=== Input material ===

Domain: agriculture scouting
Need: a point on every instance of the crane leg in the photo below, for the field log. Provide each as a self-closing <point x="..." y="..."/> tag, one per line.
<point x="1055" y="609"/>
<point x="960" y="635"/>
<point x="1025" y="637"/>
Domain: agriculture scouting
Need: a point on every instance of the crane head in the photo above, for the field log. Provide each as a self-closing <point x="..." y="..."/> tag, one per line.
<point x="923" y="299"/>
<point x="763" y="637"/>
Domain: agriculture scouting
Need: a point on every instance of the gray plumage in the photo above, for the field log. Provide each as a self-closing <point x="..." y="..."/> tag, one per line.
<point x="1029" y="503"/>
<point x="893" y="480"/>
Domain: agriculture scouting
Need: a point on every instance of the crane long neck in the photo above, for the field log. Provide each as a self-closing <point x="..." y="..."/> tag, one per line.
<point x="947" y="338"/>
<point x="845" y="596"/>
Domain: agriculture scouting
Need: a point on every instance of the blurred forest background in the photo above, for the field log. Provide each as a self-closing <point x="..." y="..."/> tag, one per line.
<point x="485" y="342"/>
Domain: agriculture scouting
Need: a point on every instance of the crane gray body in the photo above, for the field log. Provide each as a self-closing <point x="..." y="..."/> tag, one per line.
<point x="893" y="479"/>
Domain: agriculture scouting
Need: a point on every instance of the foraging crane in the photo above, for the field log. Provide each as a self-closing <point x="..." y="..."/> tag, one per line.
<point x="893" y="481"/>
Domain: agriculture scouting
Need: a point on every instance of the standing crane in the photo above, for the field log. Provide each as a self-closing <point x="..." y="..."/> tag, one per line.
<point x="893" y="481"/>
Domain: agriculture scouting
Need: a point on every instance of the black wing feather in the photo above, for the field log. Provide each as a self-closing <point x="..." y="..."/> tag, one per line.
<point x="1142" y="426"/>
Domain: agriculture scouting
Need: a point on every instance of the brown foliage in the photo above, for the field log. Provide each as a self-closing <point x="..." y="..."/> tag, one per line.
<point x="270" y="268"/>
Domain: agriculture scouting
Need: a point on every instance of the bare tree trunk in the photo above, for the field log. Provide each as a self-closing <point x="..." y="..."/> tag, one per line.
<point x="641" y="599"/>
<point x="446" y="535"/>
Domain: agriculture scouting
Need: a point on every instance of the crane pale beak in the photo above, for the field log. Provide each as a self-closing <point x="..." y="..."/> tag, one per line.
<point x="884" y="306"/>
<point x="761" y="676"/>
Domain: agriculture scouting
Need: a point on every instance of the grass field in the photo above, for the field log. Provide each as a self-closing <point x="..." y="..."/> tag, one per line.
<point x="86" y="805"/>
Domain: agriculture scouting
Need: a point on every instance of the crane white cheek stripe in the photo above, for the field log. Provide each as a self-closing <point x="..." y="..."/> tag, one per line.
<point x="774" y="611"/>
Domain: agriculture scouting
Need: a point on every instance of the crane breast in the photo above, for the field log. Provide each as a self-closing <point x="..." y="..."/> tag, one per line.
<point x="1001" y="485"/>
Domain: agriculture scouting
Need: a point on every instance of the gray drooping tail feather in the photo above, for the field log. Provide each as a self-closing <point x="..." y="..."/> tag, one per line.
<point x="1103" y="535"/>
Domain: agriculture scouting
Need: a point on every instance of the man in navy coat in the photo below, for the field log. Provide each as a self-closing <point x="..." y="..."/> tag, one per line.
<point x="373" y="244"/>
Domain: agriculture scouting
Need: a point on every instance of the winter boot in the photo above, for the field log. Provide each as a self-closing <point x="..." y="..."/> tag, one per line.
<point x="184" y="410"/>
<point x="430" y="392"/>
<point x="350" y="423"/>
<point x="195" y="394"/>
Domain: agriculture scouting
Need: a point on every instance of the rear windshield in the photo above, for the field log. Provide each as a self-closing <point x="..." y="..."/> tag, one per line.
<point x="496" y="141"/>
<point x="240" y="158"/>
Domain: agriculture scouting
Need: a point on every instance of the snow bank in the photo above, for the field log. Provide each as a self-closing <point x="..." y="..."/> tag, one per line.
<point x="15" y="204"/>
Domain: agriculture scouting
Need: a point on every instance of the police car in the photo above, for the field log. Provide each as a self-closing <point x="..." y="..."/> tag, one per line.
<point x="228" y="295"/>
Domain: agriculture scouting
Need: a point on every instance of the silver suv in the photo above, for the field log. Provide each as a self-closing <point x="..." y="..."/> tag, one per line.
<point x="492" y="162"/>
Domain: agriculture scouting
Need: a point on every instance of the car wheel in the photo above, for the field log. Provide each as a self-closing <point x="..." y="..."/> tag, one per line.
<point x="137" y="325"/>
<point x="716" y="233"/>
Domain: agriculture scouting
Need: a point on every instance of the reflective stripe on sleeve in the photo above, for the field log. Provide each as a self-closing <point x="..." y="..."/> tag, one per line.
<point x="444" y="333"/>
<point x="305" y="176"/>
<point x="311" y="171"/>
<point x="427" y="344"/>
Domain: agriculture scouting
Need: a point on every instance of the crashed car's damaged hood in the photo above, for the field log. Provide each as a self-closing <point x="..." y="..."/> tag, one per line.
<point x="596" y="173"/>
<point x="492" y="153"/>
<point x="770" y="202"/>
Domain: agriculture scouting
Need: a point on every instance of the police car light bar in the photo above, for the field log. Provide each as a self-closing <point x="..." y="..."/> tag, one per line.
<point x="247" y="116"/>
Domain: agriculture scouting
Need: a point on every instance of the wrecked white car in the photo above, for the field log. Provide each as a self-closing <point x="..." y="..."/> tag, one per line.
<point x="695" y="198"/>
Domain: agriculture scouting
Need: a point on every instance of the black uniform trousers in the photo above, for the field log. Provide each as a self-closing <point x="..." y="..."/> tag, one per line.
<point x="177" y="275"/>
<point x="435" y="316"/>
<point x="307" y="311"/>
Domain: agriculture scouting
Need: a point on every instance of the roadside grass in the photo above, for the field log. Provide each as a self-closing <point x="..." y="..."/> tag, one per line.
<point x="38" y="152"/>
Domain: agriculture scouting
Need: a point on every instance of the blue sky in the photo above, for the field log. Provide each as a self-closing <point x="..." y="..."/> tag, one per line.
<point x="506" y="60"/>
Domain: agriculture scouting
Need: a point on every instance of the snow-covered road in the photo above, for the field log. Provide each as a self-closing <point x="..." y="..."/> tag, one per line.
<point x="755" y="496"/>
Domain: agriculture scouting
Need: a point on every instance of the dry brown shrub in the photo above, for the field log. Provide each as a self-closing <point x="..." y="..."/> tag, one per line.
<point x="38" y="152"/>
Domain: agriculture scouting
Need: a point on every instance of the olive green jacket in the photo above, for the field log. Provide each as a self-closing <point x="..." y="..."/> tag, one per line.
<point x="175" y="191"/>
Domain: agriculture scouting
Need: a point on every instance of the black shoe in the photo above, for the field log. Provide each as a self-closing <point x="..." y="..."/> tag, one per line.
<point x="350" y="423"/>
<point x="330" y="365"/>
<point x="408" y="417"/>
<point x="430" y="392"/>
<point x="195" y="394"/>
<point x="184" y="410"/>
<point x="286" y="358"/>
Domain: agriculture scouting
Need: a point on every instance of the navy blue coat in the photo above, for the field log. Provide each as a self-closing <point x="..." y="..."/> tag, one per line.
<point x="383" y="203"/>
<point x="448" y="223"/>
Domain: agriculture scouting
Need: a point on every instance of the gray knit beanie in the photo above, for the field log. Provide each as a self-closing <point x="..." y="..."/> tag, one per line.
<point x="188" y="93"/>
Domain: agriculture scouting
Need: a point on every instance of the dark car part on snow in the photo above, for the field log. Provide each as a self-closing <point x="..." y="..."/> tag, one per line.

===

→ **Your goal**: Exactly reproduce every record.

→ **Answer to this task**:
Domain: agriculture scouting
Need: a point on every instance of the crane leg in the photo below, for the field log. Provide each as a self-closing <point x="..." y="..."/> tag, one per line.
<point x="1055" y="609"/>
<point x="960" y="635"/>
<point x="1025" y="637"/>
Domain: agriculture scouting
Need: a point on every instance of the crane head in the photo above, for the field log. Provide each as a self-closing <point x="..." y="..."/> tag, one per line.
<point x="923" y="299"/>
<point x="763" y="637"/>
Domain: agriculture scouting
Need: a point on every instance of the gray plumage in the photo above, for the field log. Provide each as a self-closing <point x="..." y="..."/> tag, one per line.
<point x="1029" y="503"/>
<point x="893" y="480"/>
Domain: agriculture scouting
Need: a point on every instance of the crane long neck in the photo above, for the field log. Provide each as a self-closing <point x="..." y="..."/> tag, one per line.
<point x="947" y="338"/>
<point x="845" y="596"/>
Domain: agriculture scouting
Need: a point on every instance of the blurred forest background in the photo above, for the field log. Provide each as a self-closing <point x="..." y="..."/> tag, one per line.
<point x="485" y="342"/>
Domain: agriculture scouting
Need: a point on every instance of the crane gray body in the photo above, for the field log. Provide each as a self-closing <point x="..." y="..."/> tag, one per line.
<point x="893" y="479"/>
Domain: agriculture scouting
Need: a point on every instance of the foraging crane in the photo above, for the field log. Provide each as a self-closing <point x="..." y="..."/> tag, one per line.
<point x="893" y="481"/>
Domain: agriculture scouting
Need: a point on every instance of the standing crane in the photo above, for the field log. Provide each as a self-closing <point x="..." y="..."/> tag, one per line.
<point x="893" y="481"/>
Domain: agriculture scouting
Need: a point on every instance of the black wing feather in the photo above, for the field log. Provide each as a self-closing <point x="..." y="..."/> tag, one per line.
<point x="1142" y="426"/>
Domain: agriculture scouting
Need: a point on every instance of the brown foliage in the photo above, for the field log. Provide each as a self-closing <point x="..." y="..."/> tag, one per line.
<point x="270" y="268"/>
Domain: agriculture scouting
Need: a point on every instance of the bare tree trunk in the photo above, for the field log. Provide each as a self-closing <point x="..." y="..."/> tag, one per line.
<point x="641" y="599"/>
<point x="446" y="535"/>
Domain: agriculture scouting
Need: a point on every instance of the crane pale beak in the photo above, for the field log. Provide each as a self-closing <point x="..." y="..."/> tag, one per line.
<point x="884" y="306"/>
<point x="761" y="676"/>
Domain: agriculture scouting
Need: a point on every instance of the grass field in the photo above, for the field log. Provide each as a self-closing <point x="..." y="..."/> tag, one per line.
<point x="86" y="805"/>
Domain: agriculture scouting
Need: a point on every instance of the crane white cheek stripe in the photo above, for the field log. Provide each as a self-closing <point x="..." y="..."/> tag, one per line.
<point x="774" y="611"/>
Domain: agriculture scouting
Need: a point on every instance of the crane breast in the photo above, for the field log. Provide each as a self-closing <point x="..." y="..."/> tag, one per line.
<point x="1001" y="485"/>
Domain: agriculture scouting
Need: a point on every instance of the gray drooping tail feather in the photo above, for the field log. Provide each as a self-closing <point x="..." y="..."/> tag, one per line.
<point x="1103" y="535"/>
Domain: agriculture scouting
Need: a point on every instance of the man in navy coat in the photo below, for the field log. Provide each as a self-closing <point x="..." y="..."/> tag, one per line.
<point x="373" y="244"/>
Domain: agriculture scouting
Need: a point on every instance of the winter boot in the photo above, for the field log. Provide each as a self-closing <point x="..." y="..."/> tag, one per line.
<point x="184" y="410"/>
<point x="430" y="392"/>
<point x="350" y="423"/>
<point x="195" y="394"/>
Domain: agriculture scouting
Need: a point on every instance of the rear windshield in the photo above, for the field log. Provide each as a self-closing <point x="..." y="..."/> tag, one per line.
<point x="496" y="141"/>
<point x="240" y="158"/>
Domain: agriculture scouting
Need: a point on every instance of the snow bank in the photo above, for the field log. Provide each as a self-closing <point x="..." y="..."/> tag, one per line.
<point x="15" y="204"/>
Domain: agriculture scouting
Need: a point on every instance of the police car in the photo above, for the field log. Provide each as a self-closing <point x="..." y="..."/> tag, one per line.
<point x="228" y="295"/>
Domain: agriculture scouting
Need: a point on every instance of the silver suv in the photo above, for the field log. Provide each as a self-closing <point x="..." y="..."/> tag, one per line.
<point x="492" y="162"/>
Domain: agriculture scouting
Need: a point on every instance of the car wheel in the photo above, for the field log. Provide each as a self-closing <point x="..." y="..."/> tag, one per line.
<point x="137" y="325"/>
<point x="716" y="233"/>
Domain: agriculture scouting
Need: a point on every instance of the reflective stripe on sleeve in the photo above, for the field log. Provide each as a self-closing <point x="..." y="..."/> tag, one per line.
<point x="444" y="333"/>
<point x="305" y="176"/>
<point x="311" y="171"/>
<point x="427" y="344"/>
Domain: agriculture scouting
Need: a point on every instance of the crashed car's damaged hood in the photo above, for the field log. Provide each as a self-closing <point x="..." y="..."/> tag, one per line.
<point x="596" y="173"/>
<point x="492" y="153"/>
<point x="770" y="202"/>
Domain: agriculture scouting
Need: a point on every instance of the police car light bar in the photo above, for the field log. Provide each as a self-closing <point x="..." y="..."/> tag, one per line.
<point x="247" y="116"/>
Domain: agriculture scouting
Need: a point on every instance of the wrecked white car in the photo above, for the field log. Provide each as a self-closing <point x="..." y="..."/> tag, one per line.
<point x="695" y="198"/>
Domain: agriculture scouting
Need: a point on every instance of the black uniform trousers in the photo above, for the field log. Provide each as a self-closing <point x="..." y="..."/> tag, one per line.
<point x="177" y="275"/>
<point x="435" y="316"/>
<point x="307" y="311"/>
Domain: agriculture scouting
Need: a point on every instance of the roadside grass in the photo above, for the field log. Provide each as a self-closing <point x="..." y="..."/> tag, one per line.
<point x="38" y="152"/>
Domain: agriculture scouting
Need: a point on every instance of the blue sky in the photo above, for the field log. Provide each as a self-closing <point x="..." y="..."/> tag, one per line.
<point x="506" y="60"/>
Domain: agriculture scouting
Need: a point on every instance of the snow-covered road in the photo above, for the field log. Provide each as a self-closing <point x="..." y="..."/> tag, one per line.
<point x="755" y="496"/>
Domain: agriculture scouting
Need: a point on every instance of the dry brown shrub in the photo above, for the field log. Provide each as a self-closing <point x="..." y="..."/> tag, one per line.
<point x="38" y="152"/>
Domain: agriculture scouting
Need: a point on every instance of the olive green jacket in the photo above, for the field log. Provide each as a self-closing <point x="..." y="..."/> tag, one per line.
<point x="175" y="191"/>
Domain: agriculture scouting
Need: a point on every instance of the black shoe in the photo above, for the field log. Provide each as a self-closing <point x="..." y="..."/> tag, one per line.
<point x="350" y="423"/>
<point x="330" y="365"/>
<point x="408" y="417"/>
<point x="430" y="392"/>
<point x="195" y="394"/>
<point x="184" y="410"/>
<point x="286" y="358"/>
Domain: agriculture scouting
Need: a point on every instance of the navy blue coat in the photo above, for the field log. Provide each as a self-closing <point x="..." y="..."/> tag, one per line.
<point x="383" y="203"/>
<point x="448" y="223"/>
Domain: agriculture scouting
Need: a point on every instance of the gray knit beanie in the photo above, for the field log. Provide each as a self-closing <point x="..." y="..."/> tag, one per line.
<point x="188" y="93"/>
Domain: agriculture scouting
Need: a point on every instance of the dark car part on snow in the photo above, for the field log. Provide each as a self-closing <point x="..." y="..."/> tag, one per line.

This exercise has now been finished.